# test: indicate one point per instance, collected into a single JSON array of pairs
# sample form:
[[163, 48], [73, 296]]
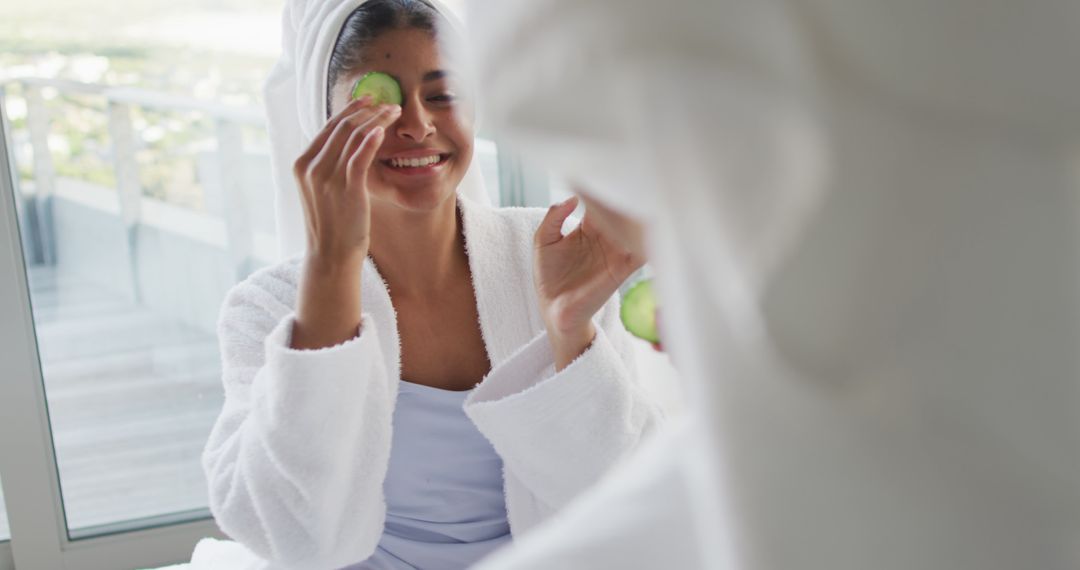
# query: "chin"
[[419, 198]]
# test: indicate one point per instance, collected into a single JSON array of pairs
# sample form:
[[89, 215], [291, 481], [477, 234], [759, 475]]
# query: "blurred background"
[[143, 191], [142, 188]]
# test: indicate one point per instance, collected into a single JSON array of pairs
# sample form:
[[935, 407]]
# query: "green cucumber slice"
[[638, 311], [382, 89]]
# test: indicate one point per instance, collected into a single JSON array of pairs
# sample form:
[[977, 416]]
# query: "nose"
[[415, 122]]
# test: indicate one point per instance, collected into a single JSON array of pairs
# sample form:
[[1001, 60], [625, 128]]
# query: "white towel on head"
[[295, 95]]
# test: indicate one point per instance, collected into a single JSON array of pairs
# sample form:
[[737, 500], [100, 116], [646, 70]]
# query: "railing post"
[[129, 190], [44, 176], [230, 159]]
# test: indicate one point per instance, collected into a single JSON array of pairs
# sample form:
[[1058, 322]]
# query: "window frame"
[[27, 458]]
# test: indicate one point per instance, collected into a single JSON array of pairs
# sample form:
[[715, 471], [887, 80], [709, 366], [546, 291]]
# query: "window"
[[4, 531], [135, 176]]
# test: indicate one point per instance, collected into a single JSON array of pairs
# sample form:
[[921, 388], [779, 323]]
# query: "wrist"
[[567, 345], [327, 263]]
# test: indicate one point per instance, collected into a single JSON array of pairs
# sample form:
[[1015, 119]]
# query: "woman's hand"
[[332, 175], [575, 275]]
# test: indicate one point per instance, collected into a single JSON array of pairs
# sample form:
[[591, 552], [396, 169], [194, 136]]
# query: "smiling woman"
[[460, 352]]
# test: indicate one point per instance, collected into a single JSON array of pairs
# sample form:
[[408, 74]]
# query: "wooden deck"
[[132, 397]]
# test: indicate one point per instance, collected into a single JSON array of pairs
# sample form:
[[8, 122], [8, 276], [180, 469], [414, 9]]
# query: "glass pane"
[[143, 177], [4, 530], [144, 193]]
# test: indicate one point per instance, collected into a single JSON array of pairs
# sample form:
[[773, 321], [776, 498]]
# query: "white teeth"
[[414, 163]]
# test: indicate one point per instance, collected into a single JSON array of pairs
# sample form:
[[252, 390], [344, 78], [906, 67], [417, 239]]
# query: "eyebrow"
[[434, 76]]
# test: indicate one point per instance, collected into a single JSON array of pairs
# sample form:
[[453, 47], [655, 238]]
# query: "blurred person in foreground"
[[863, 221]]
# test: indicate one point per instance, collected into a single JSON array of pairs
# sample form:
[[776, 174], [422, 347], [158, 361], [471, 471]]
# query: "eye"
[[443, 98]]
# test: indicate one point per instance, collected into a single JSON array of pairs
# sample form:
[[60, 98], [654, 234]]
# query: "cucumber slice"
[[382, 89], [638, 311]]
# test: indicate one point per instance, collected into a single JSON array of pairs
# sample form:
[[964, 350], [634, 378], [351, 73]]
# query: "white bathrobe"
[[864, 227], [297, 459]]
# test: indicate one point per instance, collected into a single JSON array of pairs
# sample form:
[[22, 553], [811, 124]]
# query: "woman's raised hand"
[[575, 275], [332, 175]]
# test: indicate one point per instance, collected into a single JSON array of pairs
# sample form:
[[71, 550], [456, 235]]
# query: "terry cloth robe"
[[297, 459]]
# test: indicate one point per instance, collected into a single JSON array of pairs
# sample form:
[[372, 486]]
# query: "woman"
[[432, 376]]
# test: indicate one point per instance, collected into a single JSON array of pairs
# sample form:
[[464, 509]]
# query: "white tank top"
[[445, 502]]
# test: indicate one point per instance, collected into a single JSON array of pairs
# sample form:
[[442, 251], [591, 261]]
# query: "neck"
[[418, 253]]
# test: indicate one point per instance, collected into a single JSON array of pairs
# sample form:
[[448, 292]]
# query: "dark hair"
[[366, 23]]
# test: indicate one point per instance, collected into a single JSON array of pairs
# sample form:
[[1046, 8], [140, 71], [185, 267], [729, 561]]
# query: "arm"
[[559, 432], [296, 460]]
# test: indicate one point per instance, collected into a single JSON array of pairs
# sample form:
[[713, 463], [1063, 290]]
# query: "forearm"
[[328, 303], [567, 345]]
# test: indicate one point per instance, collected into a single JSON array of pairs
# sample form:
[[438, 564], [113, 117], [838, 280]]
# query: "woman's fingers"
[[361, 159], [387, 116], [316, 145], [551, 228], [328, 159]]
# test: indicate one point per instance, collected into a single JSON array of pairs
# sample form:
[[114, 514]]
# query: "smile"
[[416, 162]]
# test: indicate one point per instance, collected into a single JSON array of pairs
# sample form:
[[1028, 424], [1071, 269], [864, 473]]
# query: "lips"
[[416, 162]]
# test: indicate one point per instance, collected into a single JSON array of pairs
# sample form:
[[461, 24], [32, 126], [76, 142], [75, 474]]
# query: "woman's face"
[[431, 123]]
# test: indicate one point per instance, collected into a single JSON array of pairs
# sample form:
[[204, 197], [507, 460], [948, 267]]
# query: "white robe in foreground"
[[297, 459], [864, 225]]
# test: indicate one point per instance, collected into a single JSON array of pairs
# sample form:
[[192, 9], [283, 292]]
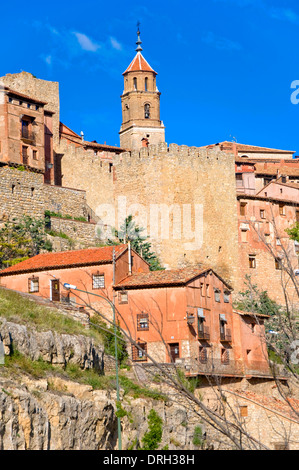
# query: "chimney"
[[130, 258]]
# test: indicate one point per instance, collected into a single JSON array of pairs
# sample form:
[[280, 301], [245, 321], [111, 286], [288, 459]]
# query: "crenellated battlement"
[[180, 154]]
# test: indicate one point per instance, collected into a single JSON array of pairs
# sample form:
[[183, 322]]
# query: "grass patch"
[[15, 307]]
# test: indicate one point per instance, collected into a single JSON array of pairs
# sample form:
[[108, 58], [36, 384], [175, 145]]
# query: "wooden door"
[[174, 351], [55, 287]]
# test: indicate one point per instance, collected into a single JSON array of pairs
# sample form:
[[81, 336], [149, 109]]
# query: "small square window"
[[142, 322], [244, 236], [252, 261], [208, 290], [123, 297], [281, 209], [33, 284], [139, 353], [243, 208], [278, 263], [98, 281], [217, 295]]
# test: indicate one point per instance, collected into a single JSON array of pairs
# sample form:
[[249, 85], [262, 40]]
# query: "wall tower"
[[141, 124]]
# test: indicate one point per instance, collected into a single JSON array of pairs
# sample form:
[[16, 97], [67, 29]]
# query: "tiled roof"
[[251, 314], [285, 170], [139, 64], [64, 259], [226, 145], [162, 278], [25, 97]]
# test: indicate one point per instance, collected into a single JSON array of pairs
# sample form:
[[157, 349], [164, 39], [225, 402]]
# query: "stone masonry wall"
[[42, 90], [84, 170], [24, 193], [66, 201], [180, 179], [183, 180], [21, 193], [82, 232]]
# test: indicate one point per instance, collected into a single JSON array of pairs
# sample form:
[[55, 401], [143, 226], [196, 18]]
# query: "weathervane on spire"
[[138, 42]]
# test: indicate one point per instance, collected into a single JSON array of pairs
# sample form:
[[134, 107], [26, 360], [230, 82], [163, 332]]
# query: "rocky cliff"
[[54, 412]]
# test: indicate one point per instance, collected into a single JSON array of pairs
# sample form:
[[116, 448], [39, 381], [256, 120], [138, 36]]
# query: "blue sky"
[[225, 67]]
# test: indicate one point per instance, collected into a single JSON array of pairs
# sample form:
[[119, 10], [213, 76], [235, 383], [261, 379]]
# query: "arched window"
[[147, 111]]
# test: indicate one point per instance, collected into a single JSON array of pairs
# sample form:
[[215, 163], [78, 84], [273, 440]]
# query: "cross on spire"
[[138, 42]]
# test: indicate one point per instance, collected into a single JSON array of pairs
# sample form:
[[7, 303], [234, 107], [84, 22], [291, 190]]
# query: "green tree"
[[293, 232], [130, 232], [21, 239], [153, 436]]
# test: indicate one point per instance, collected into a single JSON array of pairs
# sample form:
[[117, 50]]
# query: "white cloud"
[[284, 14], [86, 43], [115, 44], [221, 43]]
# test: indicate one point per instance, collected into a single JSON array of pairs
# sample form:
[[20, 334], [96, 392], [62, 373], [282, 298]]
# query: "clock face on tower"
[[140, 104]]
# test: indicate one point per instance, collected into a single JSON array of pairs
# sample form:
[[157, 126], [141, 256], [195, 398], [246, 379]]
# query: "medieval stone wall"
[[21, 193], [42, 90], [65, 201], [194, 190], [86, 170], [79, 232]]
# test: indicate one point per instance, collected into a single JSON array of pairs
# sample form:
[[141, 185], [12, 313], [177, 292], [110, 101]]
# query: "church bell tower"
[[141, 124]]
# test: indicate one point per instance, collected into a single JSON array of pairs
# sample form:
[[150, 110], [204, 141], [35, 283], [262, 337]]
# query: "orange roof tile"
[[226, 145], [275, 169], [64, 259], [162, 278], [139, 64]]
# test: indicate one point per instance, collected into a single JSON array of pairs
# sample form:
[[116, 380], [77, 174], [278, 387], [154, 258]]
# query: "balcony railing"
[[28, 136], [226, 336], [204, 333]]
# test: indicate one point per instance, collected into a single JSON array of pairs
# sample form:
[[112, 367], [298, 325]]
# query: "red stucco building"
[[182, 316]]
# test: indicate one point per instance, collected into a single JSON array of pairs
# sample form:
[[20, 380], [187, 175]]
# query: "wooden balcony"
[[204, 333], [226, 336]]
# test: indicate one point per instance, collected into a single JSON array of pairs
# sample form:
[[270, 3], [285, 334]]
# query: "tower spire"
[[138, 42]]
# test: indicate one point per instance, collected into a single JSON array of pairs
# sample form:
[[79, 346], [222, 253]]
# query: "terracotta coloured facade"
[[186, 316], [89, 270]]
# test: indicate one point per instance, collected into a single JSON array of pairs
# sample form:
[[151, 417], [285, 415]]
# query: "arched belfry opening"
[[142, 97]]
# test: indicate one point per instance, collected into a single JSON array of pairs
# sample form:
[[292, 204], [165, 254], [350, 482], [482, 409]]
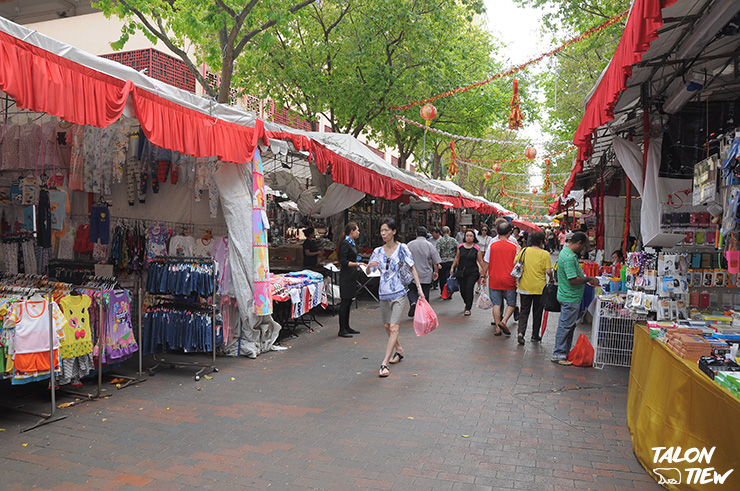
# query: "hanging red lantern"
[[428, 113]]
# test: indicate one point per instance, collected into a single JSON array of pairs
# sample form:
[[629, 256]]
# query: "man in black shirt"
[[310, 248]]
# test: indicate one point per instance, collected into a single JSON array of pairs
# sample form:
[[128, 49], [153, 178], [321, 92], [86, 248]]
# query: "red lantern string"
[[452, 170], [522, 159], [515, 118], [581, 37]]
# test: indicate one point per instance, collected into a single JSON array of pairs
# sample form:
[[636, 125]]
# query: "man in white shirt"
[[461, 234], [427, 262]]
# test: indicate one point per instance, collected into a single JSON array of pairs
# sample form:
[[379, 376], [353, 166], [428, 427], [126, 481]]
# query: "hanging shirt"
[[204, 247], [30, 318], [156, 241], [59, 208], [77, 335], [182, 245]]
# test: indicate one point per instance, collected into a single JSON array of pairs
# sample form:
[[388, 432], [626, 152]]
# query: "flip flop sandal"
[[399, 355]]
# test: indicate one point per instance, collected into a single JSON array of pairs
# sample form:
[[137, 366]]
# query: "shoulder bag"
[[404, 270], [550, 297], [518, 268]]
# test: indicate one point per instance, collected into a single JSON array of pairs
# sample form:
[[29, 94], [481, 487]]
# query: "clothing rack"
[[50, 417], [171, 364]]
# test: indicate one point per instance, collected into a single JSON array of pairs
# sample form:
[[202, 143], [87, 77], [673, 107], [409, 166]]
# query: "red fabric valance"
[[45, 82], [642, 28], [359, 177], [175, 127]]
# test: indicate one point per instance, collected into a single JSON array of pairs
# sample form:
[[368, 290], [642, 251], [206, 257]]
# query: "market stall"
[[660, 128], [104, 186]]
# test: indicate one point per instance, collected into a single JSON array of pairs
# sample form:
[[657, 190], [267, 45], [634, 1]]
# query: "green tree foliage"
[[349, 61], [219, 30], [575, 70]]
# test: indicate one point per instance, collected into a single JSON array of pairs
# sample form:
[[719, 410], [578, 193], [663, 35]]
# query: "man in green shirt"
[[571, 283]]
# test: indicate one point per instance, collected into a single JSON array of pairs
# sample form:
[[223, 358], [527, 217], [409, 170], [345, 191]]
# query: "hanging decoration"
[[511, 71], [523, 159], [516, 119], [452, 169], [428, 113], [480, 140]]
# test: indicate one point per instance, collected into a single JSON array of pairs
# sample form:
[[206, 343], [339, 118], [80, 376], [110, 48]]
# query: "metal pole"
[[51, 358]]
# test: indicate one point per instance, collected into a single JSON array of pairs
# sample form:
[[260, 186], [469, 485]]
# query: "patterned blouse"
[[391, 286]]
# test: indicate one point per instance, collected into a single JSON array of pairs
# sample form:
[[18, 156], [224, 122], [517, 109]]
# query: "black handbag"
[[550, 297]]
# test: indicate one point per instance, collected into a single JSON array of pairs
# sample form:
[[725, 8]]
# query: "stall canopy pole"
[[645, 131], [627, 209]]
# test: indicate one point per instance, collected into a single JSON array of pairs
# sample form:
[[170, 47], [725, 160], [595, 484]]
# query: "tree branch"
[[162, 36], [248, 36]]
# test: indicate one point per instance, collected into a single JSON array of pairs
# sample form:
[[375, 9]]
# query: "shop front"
[[658, 151]]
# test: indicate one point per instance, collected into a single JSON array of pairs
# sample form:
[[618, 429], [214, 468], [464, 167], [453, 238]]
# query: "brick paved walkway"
[[464, 410]]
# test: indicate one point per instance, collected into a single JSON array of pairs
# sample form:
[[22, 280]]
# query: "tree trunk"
[[227, 70]]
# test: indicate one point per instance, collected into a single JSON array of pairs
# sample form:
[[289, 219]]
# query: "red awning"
[[642, 28], [45, 82]]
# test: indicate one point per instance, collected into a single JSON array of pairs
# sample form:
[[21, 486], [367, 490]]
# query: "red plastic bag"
[[425, 320], [582, 354]]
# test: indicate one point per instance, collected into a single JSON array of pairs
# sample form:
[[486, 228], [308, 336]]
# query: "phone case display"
[[658, 283]]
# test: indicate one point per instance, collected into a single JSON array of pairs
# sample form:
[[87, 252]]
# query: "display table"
[[294, 295], [671, 403]]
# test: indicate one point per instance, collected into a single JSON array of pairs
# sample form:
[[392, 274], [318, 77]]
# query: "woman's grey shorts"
[[394, 310]]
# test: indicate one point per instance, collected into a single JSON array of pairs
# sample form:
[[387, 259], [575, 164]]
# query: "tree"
[[350, 61], [576, 69], [219, 30]]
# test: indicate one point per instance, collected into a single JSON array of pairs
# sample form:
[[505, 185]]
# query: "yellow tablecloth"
[[671, 403]]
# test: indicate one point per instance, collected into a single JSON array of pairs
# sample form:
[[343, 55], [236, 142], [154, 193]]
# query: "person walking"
[[447, 249], [436, 234], [537, 269], [461, 234], [484, 239], [427, 262], [571, 284], [349, 262], [466, 266], [311, 250], [501, 285], [388, 258]]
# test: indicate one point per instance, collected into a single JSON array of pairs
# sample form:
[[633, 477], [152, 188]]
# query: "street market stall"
[[660, 124]]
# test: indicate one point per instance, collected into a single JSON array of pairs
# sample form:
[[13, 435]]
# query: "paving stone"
[[464, 410]]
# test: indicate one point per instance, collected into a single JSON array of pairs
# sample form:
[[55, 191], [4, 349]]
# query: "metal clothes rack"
[[172, 364], [140, 372], [50, 417]]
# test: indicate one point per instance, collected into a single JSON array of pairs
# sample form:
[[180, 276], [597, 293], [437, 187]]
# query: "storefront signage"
[[705, 180]]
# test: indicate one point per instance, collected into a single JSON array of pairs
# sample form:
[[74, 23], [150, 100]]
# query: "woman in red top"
[[501, 285]]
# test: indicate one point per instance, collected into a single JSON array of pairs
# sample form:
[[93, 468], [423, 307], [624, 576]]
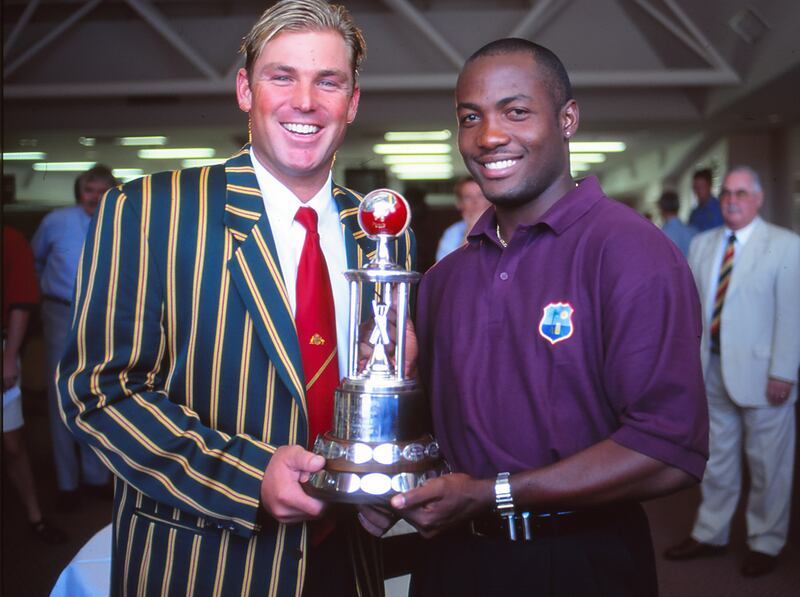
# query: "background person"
[[57, 247], [470, 203], [678, 232], [748, 275], [20, 295], [707, 214]]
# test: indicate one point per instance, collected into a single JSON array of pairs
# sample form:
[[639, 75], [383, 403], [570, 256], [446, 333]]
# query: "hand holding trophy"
[[379, 444]]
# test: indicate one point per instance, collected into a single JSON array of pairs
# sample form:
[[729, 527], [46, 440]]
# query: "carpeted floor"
[[30, 568]]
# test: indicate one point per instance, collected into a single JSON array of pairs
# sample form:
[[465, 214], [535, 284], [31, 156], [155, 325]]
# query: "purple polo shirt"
[[586, 327]]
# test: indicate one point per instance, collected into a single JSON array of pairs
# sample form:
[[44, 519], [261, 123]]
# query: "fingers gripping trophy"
[[379, 444]]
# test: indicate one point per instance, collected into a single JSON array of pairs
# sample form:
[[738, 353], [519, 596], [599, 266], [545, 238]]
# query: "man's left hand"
[[444, 502], [778, 391]]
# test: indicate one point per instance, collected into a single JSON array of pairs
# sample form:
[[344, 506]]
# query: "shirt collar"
[[283, 204], [565, 212]]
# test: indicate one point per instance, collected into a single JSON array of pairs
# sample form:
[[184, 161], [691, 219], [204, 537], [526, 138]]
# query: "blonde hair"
[[301, 16]]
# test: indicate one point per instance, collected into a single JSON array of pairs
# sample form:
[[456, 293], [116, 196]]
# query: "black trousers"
[[612, 557], [347, 558]]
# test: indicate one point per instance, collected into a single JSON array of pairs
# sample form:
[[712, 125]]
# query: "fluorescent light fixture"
[[138, 141], [425, 176], [412, 168], [176, 153], [587, 158], [24, 155], [418, 135], [410, 148], [62, 166], [391, 160], [198, 163], [596, 146], [127, 173]]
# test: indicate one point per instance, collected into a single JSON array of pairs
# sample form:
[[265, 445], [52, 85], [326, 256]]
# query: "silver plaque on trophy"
[[380, 444]]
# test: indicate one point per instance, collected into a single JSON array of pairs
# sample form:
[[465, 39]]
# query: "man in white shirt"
[[470, 203], [748, 275]]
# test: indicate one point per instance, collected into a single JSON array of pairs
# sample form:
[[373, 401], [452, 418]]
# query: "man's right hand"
[[281, 493]]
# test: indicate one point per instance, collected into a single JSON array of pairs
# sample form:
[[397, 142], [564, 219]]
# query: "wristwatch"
[[504, 502]]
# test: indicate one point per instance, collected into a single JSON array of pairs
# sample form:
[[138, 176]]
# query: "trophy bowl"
[[379, 445]]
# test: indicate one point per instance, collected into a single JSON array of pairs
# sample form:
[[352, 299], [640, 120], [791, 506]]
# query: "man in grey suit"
[[748, 275]]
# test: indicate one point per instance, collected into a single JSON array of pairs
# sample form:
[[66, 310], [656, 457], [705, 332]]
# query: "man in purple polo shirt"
[[560, 351]]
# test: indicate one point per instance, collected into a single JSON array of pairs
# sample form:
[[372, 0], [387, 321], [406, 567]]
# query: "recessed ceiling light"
[[127, 172], [596, 146], [443, 135], [139, 141], [198, 163], [409, 168], [408, 148], [62, 166], [176, 153], [587, 158], [24, 155], [390, 160], [424, 176]]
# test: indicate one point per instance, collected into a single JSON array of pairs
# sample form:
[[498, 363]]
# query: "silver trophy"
[[379, 444]]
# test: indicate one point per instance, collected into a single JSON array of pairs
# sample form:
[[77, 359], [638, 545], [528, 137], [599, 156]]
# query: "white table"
[[89, 572]]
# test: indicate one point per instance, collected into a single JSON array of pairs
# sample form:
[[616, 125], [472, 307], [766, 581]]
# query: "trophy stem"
[[400, 348], [355, 315]]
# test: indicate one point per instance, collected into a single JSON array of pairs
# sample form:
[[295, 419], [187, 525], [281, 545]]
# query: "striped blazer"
[[183, 372]]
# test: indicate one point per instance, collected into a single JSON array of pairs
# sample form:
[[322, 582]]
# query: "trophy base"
[[371, 473]]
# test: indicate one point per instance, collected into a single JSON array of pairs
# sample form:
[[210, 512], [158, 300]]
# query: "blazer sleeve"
[[785, 357], [112, 381]]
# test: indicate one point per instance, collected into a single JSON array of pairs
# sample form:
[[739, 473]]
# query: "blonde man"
[[186, 369]]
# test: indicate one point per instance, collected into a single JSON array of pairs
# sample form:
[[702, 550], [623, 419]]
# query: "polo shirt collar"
[[565, 212]]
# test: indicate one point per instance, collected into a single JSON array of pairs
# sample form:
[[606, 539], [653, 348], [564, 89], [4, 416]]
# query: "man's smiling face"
[[300, 95], [510, 133]]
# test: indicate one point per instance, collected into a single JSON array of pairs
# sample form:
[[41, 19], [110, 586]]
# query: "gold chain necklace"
[[500, 238]]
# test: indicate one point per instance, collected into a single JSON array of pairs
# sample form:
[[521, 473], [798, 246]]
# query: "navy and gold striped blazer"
[[183, 372]]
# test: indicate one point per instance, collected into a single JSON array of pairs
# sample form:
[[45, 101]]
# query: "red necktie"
[[315, 319]]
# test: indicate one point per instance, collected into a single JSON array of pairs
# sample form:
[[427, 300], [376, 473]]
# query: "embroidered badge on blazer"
[[556, 323]]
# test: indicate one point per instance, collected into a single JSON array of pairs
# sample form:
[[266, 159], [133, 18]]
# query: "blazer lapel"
[[256, 273], [359, 248]]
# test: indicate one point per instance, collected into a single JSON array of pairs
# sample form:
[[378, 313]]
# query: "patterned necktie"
[[722, 288], [315, 319]]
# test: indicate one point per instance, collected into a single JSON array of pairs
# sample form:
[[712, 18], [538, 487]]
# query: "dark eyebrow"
[[512, 98], [500, 103], [277, 66], [467, 106], [332, 72]]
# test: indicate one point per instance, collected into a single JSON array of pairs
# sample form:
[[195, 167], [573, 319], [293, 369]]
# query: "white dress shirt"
[[281, 206]]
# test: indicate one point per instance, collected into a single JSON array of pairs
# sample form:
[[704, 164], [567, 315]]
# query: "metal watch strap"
[[504, 502]]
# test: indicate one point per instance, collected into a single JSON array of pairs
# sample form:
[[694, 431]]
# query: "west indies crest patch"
[[556, 323]]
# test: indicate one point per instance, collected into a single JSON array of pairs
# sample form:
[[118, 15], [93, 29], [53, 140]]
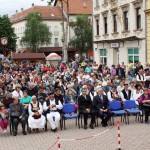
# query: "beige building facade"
[[119, 31]]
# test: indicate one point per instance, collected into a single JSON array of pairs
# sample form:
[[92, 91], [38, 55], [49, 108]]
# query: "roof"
[[27, 56], [77, 7], [47, 12], [132, 38], [55, 49]]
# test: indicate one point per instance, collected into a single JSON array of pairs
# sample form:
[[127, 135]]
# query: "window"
[[138, 18], [105, 2], [97, 26], [125, 15], [105, 25], [56, 32], [97, 3], [115, 22], [103, 56], [56, 42], [133, 55]]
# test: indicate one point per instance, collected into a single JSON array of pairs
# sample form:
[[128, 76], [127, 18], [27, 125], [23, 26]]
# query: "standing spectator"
[[86, 108], [120, 72]]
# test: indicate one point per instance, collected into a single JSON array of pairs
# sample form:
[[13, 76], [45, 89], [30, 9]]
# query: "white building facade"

■ ■ ■ ■ ■ ■ ■

**Challenge:**
Write out the lines above word for word, from the very first one up to and including the line with "[[143, 191], [142, 188]]", and leave the pictures out of your answer.

**Task response:**
# test: indicate one point per instance, collected into a single JSON array of pairs
# sample form:
[[163, 48], [73, 296]]
# query: "chin"
[[419, 198]]
# test: indicate one point per instance, collected into a single JSON array of pairs
# sample form:
[[89, 215], [291, 481], [477, 234], [759, 475]]
# query: "blurred background"
[[143, 191], [142, 188]]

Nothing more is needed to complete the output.